## BEGIN Excerpt provided

How blessed are those who know their need of God" (Mtt: 5.2)

This church of All Saints, as you will know rather better than I, has been variously described - as in one guide to worship in Central London - "From beautiful mystery to tasteless extravagance"; or in Sidney Dark's Mackay of All Saints - "As ugly as it is uncomfortable" - or yet again in another comment - "frozen turmoil". All this, of course, I hasten to add - of the building rather than the people!

But what of the 'saints' of All Saints? What is to be said of all of you? How are you to be described - indeed, is it even possible to embark on so risky and precarious a venture? For myself I judge that silence might be the wiser course! But then I recall that my final sermon as Bishop of this Diocese of London was preached in this church on the occasion of the induction of your new vicar; and I further remember the description of yourselves which you supplied to me and which was to form your new vicar's charge - "Demanding, intelligent, eccentric, crazy, sad, muddled, confused and, sometimes, part of the holy people of God, but never boring". I just wonder which of this list your vicar has found to be pre-eminently characteristic and descriptive of the saints of All Saints!

## END Excerpt provided
## BEGIN Stored data

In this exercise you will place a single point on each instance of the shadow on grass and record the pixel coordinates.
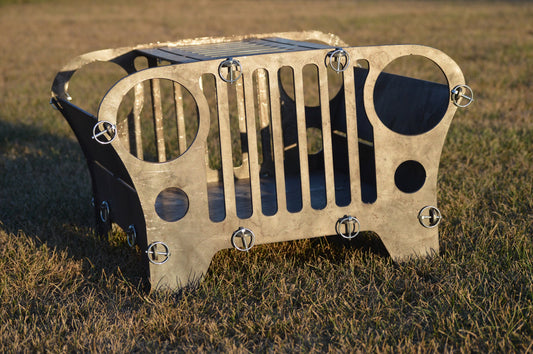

## END Stored data

◆ **Exercise details**
Render this sentence from the sermon excerpt in Spanish: "For myself I judge that silence might be the wiser course!" The lines have no role here.

◆ **Right answer**
¡Por mi parte, considero que el silencio podría ser el camino más prudente!